● **WHAT TO WORK ON**
Each line from the one containing "Note: mark the radiator" to the end of the records below should be restated word for word; please leave out all other lines.

::: GIVEN RECORDS :::

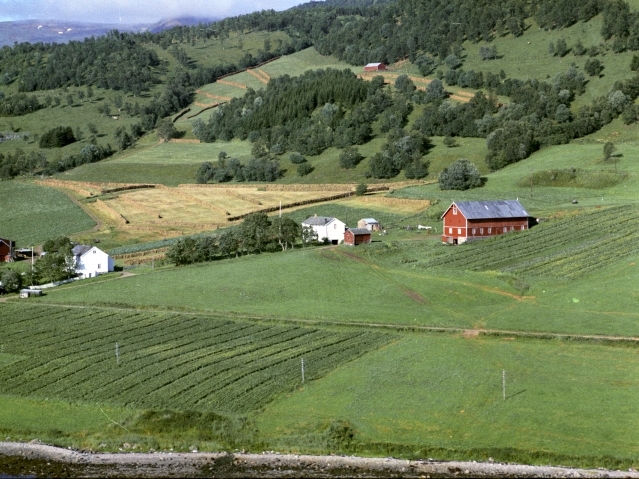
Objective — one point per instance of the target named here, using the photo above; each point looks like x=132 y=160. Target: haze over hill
x=63 y=31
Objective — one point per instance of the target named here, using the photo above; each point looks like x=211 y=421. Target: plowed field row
x=164 y=360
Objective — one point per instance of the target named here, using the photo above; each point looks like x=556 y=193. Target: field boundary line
x=540 y=335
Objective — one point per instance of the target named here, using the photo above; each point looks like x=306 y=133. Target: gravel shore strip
x=156 y=464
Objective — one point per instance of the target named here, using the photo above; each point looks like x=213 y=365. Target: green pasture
x=159 y=360
x=215 y=51
x=434 y=396
x=302 y=61
x=305 y=284
x=77 y=116
x=31 y=213
x=527 y=57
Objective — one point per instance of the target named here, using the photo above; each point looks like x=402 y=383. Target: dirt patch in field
x=414 y=295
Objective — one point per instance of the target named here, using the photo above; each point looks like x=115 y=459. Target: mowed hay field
x=163 y=211
x=31 y=213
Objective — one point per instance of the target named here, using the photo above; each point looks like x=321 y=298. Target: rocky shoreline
x=28 y=459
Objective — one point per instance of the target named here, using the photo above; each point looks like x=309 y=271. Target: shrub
x=461 y=175
x=57 y=137
x=304 y=169
x=350 y=157
x=11 y=280
x=296 y=158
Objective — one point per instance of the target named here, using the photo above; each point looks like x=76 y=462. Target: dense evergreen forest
x=323 y=109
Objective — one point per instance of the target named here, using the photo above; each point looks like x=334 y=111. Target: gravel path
x=271 y=465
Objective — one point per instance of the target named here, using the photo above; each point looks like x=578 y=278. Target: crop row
x=164 y=360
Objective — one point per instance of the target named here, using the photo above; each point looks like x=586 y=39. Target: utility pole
x=503 y=384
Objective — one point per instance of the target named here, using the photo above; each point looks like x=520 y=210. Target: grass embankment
x=31 y=214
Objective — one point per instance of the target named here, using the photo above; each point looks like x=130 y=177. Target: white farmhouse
x=326 y=227
x=91 y=261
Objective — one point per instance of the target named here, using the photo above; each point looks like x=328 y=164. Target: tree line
x=256 y=233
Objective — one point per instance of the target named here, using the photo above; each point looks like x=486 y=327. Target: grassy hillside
x=31 y=214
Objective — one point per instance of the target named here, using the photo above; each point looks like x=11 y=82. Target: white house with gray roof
x=91 y=261
x=326 y=227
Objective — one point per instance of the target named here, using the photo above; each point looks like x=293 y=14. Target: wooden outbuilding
x=28 y=293
x=374 y=67
x=371 y=224
x=470 y=220
x=7 y=250
x=356 y=236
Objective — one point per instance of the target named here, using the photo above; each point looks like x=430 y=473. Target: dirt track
x=48 y=460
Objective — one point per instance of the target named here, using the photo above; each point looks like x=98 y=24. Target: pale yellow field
x=165 y=211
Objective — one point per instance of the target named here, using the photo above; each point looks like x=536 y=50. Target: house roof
x=318 y=220
x=359 y=231
x=81 y=249
x=476 y=210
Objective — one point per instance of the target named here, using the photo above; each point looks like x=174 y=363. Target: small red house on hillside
x=7 y=250
x=357 y=236
x=374 y=67
x=470 y=220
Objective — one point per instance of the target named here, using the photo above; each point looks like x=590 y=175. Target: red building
x=465 y=221
x=374 y=67
x=7 y=250
x=357 y=236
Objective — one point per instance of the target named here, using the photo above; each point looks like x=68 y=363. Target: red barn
x=7 y=250
x=357 y=236
x=374 y=67
x=469 y=220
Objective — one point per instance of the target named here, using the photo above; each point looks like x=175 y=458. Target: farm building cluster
x=334 y=231
x=471 y=220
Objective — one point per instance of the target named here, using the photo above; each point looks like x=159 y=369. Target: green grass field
x=31 y=214
x=405 y=293
x=423 y=395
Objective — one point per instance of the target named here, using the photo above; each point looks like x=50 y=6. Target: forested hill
x=162 y=70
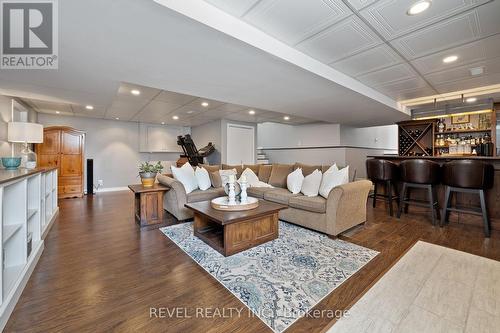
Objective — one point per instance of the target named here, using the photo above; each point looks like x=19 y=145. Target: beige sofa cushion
x=254 y=167
x=306 y=169
x=279 y=195
x=258 y=192
x=311 y=204
x=210 y=168
x=279 y=174
x=211 y=193
x=239 y=169
x=265 y=173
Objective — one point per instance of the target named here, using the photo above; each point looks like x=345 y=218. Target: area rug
x=279 y=281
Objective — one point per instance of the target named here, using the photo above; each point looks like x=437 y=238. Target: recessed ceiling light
x=449 y=59
x=418 y=7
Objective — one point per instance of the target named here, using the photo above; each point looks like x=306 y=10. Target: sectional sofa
x=344 y=208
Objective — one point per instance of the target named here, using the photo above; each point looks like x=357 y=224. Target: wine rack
x=416 y=137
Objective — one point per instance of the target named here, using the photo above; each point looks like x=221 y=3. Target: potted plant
x=148 y=172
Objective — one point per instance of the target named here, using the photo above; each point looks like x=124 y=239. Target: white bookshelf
x=28 y=207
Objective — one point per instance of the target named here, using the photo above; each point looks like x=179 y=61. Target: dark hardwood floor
x=100 y=273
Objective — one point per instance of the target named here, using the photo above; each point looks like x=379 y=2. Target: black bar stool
x=467 y=176
x=419 y=173
x=385 y=172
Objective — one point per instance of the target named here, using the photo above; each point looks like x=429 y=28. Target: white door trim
x=246 y=127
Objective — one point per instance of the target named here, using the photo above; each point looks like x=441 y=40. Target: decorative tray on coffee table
x=222 y=203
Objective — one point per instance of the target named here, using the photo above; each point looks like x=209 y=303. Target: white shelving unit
x=28 y=207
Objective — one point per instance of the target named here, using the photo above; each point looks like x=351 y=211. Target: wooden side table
x=149 y=204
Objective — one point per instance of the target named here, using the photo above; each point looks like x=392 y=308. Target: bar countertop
x=10 y=175
x=439 y=158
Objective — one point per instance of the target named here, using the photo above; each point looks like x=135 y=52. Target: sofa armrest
x=346 y=206
x=175 y=199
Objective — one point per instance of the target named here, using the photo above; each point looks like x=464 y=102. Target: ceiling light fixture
x=418 y=7
x=450 y=59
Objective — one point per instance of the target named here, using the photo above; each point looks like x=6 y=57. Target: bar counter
x=460 y=199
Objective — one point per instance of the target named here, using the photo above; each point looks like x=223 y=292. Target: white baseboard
x=112 y=189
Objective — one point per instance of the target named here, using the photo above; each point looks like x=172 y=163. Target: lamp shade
x=25 y=132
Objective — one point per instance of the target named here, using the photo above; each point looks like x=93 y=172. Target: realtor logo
x=29 y=37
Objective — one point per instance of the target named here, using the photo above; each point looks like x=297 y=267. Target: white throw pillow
x=203 y=178
x=185 y=175
x=294 y=181
x=333 y=178
x=252 y=178
x=311 y=183
x=224 y=175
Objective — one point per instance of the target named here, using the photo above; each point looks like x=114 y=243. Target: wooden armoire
x=63 y=147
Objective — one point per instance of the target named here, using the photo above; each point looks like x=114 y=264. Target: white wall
x=274 y=135
x=342 y=145
x=5 y=118
x=209 y=132
x=383 y=137
x=114 y=146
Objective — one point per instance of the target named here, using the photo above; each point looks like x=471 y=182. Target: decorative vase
x=147 y=178
x=11 y=163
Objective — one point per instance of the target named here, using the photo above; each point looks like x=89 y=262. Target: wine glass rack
x=416 y=137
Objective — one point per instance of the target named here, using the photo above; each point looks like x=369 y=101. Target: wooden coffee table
x=233 y=232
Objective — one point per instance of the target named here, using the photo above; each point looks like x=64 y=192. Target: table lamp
x=21 y=132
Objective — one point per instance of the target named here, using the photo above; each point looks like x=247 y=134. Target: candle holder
x=232 y=193
x=243 y=194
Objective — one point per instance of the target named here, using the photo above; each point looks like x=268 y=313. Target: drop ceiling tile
x=52 y=106
x=81 y=111
x=360 y=4
x=368 y=61
x=488 y=17
x=472 y=82
x=462 y=73
x=233 y=7
x=147 y=93
x=458 y=30
x=473 y=52
x=387 y=75
x=157 y=108
x=407 y=88
x=174 y=98
x=196 y=104
x=230 y=108
x=340 y=41
x=291 y=21
x=390 y=19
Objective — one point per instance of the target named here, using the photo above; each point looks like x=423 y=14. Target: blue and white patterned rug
x=280 y=281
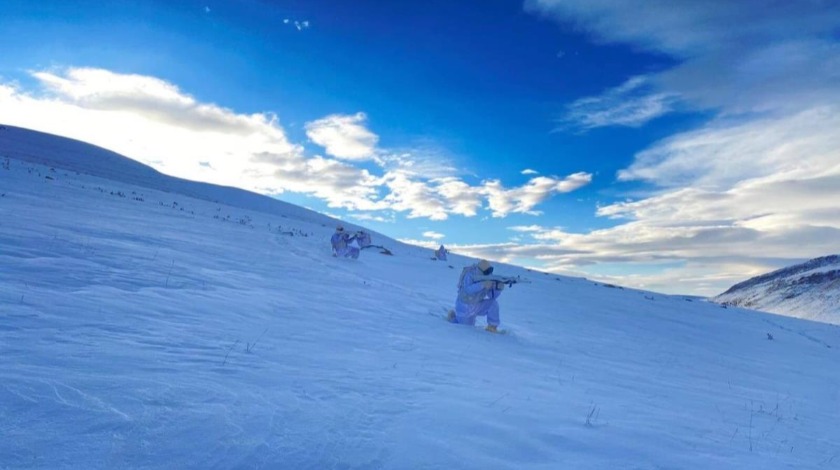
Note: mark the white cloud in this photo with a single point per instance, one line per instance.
(631, 104)
(344, 136)
(155, 122)
(525, 198)
(750, 190)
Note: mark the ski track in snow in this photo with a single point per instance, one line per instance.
(152, 330)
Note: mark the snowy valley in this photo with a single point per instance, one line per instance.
(149, 322)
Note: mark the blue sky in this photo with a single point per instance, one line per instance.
(673, 149)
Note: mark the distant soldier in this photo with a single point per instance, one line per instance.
(341, 244)
(363, 239)
(477, 297)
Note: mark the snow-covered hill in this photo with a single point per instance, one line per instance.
(144, 328)
(809, 290)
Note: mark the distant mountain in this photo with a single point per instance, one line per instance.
(809, 290)
(74, 155)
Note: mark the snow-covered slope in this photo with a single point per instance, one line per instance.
(809, 290)
(76, 156)
(141, 328)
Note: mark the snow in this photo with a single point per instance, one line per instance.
(143, 328)
(810, 290)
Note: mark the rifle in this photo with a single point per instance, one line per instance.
(509, 280)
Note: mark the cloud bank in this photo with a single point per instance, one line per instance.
(155, 122)
(751, 189)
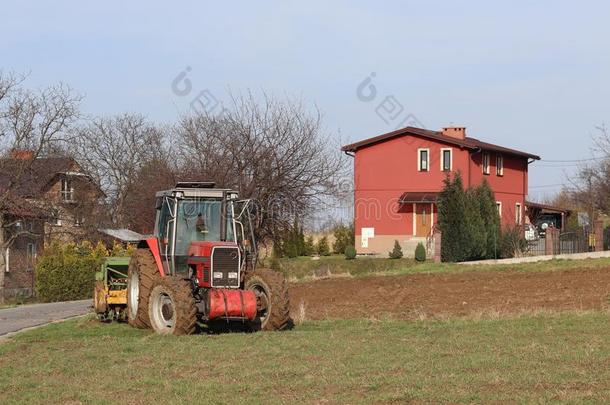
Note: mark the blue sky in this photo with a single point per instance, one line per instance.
(528, 75)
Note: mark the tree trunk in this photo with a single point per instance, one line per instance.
(2, 260)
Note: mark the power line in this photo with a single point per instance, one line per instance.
(572, 160)
(548, 185)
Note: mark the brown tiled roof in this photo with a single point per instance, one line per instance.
(34, 177)
(418, 197)
(531, 204)
(467, 142)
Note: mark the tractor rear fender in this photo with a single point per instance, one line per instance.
(153, 245)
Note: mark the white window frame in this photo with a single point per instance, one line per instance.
(499, 165)
(486, 157)
(419, 151)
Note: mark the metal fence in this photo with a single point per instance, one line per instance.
(566, 242)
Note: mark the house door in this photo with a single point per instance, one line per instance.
(423, 219)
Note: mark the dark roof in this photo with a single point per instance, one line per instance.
(417, 197)
(531, 204)
(467, 142)
(36, 175)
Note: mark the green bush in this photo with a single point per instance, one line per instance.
(396, 253)
(67, 272)
(420, 252)
(344, 237)
(310, 247)
(350, 252)
(275, 263)
(469, 221)
(322, 248)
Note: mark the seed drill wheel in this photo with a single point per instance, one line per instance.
(141, 276)
(171, 308)
(272, 302)
(99, 300)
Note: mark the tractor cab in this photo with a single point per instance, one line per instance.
(200, 227)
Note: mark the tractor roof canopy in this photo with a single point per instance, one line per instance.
(197, 189)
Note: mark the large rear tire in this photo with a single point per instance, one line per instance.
(171, 307)
(142, 275)
(272, 300)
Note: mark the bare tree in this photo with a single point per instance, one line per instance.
(30, 123)
(113, 149)
(275, 151)
(591, 186)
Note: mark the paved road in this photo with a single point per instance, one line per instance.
(26, 316)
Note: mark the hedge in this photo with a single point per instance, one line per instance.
(67, 271)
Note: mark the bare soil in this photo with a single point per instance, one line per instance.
(420, 296)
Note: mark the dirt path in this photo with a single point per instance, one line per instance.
(27, 316)
(428, 295)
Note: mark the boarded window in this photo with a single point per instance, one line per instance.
(67, 191)
(485, 163)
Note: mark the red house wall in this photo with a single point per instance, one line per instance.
(383, 171)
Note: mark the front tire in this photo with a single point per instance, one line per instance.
(141, 276)
(171, 307)
(272, 300)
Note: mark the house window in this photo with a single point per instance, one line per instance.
(67, 191)
(446, 160)
(499, 165)
(423, 161)
(485, 163)
(56, 218)
(79, 219)
(31, 252)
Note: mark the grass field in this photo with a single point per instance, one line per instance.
(304, 268)
(544, 357)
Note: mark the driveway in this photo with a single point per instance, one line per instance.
(26, 316)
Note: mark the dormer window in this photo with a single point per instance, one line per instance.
(67, 191)
(499, 165)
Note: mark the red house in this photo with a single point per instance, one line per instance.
(398, 175)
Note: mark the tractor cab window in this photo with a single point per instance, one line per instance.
(199, 220)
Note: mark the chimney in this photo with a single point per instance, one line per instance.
(455, 132)
(22, 154)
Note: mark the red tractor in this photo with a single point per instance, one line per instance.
(200, 266)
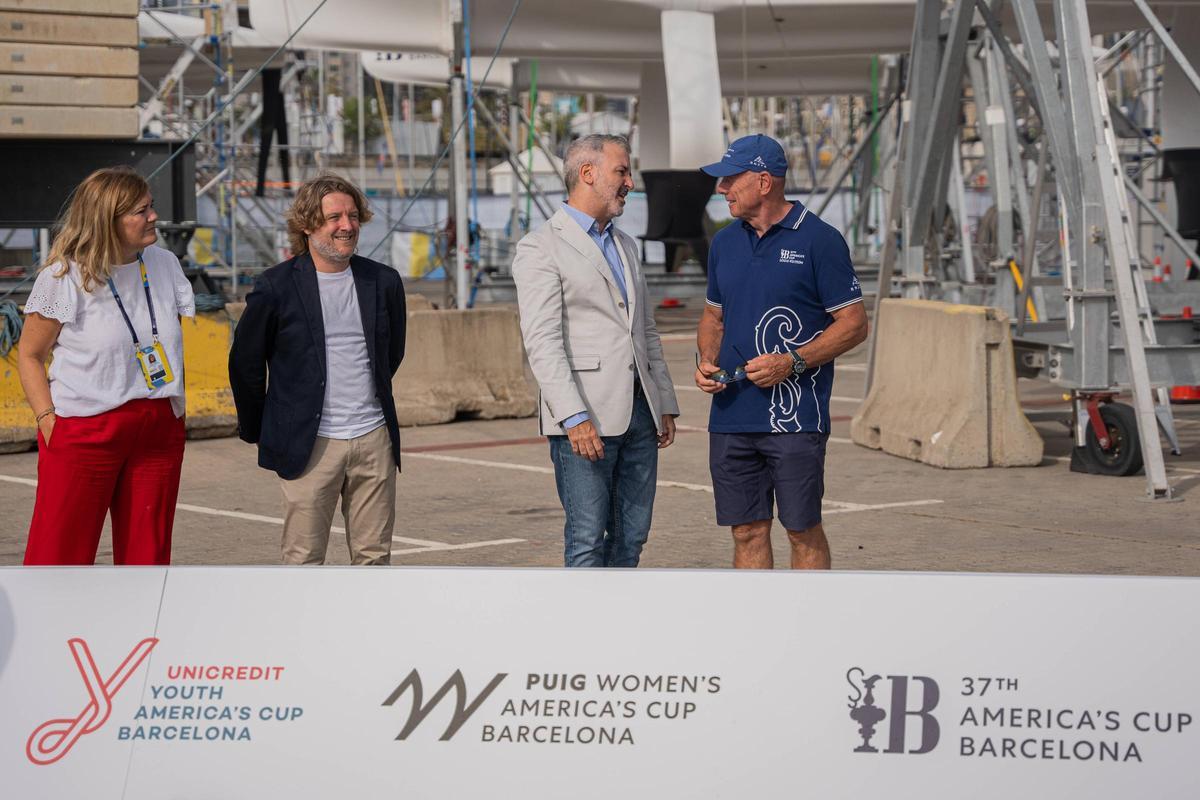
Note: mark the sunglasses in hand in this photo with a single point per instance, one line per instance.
(726, 376)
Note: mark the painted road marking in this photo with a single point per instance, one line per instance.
(418, 545)
(833, 506)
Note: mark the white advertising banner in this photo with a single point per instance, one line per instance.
(424, 683)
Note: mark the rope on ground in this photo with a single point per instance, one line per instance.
(11, 328)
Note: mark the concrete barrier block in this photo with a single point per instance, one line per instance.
(91, 7)
(69, 122)
(417, 302)
(66, 90)
(67, 29)
(945, 389)
(467, 362)
(23, 58)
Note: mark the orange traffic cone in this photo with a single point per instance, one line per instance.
(1186, 394)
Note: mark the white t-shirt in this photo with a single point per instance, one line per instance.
(351, 408)
(94, 368)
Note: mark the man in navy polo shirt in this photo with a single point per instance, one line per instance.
(783, 304)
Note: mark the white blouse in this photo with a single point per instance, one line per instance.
(94, 368)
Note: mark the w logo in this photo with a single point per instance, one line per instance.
(420, 710)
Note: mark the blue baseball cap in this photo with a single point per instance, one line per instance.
(750, 154)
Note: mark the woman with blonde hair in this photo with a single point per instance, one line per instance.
(107, 307)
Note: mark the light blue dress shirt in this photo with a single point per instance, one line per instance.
(607, 244)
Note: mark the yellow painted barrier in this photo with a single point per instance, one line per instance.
(210, 411)
(17, 429)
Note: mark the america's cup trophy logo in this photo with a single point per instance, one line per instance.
(867, 714)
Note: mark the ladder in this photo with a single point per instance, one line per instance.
(1152, 407)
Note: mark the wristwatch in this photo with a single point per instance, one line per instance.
(798, 364)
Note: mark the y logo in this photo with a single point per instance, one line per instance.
(420, 710)
(54, 738)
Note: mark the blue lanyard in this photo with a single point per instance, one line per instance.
(145, 284)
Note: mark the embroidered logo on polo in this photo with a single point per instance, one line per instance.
(779, 331)
(791, 257)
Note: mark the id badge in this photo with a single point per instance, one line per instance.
(154, 365)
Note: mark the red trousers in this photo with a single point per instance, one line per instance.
(126, 461)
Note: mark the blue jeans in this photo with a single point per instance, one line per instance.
(609, 501)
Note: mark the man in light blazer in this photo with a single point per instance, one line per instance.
(607, 403)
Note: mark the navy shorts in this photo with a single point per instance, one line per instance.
(754, 470)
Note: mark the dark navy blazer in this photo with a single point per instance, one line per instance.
(281, 336)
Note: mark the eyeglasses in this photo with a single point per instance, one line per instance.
(725, 376)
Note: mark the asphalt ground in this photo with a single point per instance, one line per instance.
(481, 493)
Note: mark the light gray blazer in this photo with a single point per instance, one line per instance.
(583, 344)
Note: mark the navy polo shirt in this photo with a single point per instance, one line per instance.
(775, 294)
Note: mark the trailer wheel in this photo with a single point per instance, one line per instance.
(1123, 456)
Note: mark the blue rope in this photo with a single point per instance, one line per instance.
(10, 332)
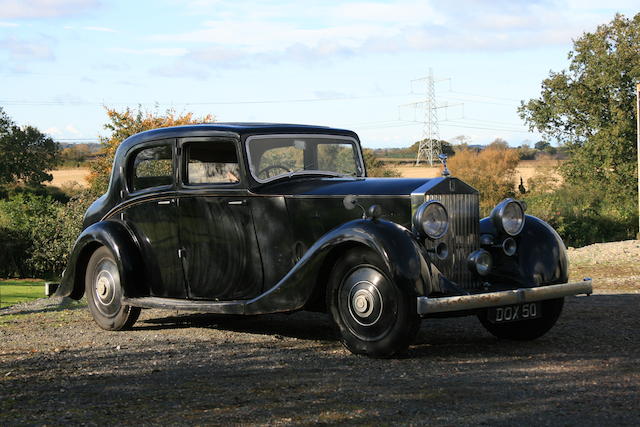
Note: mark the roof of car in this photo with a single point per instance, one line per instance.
(237, 128)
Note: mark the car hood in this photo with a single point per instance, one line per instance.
(341, 186)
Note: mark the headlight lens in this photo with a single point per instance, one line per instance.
(509, 216)
(433, 219)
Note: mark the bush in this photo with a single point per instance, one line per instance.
(37, 233)
(583, 217)
(18, 217)
(491, 171)
(54, 236)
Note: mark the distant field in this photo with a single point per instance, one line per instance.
(526, 169)
(17, 291)
(66, 177)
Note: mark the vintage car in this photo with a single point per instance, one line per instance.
(248, 219)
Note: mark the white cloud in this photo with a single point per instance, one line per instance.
(152, 51)
(72, 130)
(100, 29)
(281, 31)
(53, 131)
(34, 9)
(20, 49)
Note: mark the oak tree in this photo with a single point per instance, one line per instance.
(590, 109)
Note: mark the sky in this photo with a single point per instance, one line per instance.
(360, 65)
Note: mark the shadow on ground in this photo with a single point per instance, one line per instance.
(288, 369)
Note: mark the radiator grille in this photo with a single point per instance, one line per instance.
(462, 238)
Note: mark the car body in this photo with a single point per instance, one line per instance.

:::

● **SOLUTION BELOW**
Note: mark the radiator grille in this photo with a single point per instance, one line per instance.
(462, 238)
Note: mark the car body in this photo with a single point per instance, one line per instance.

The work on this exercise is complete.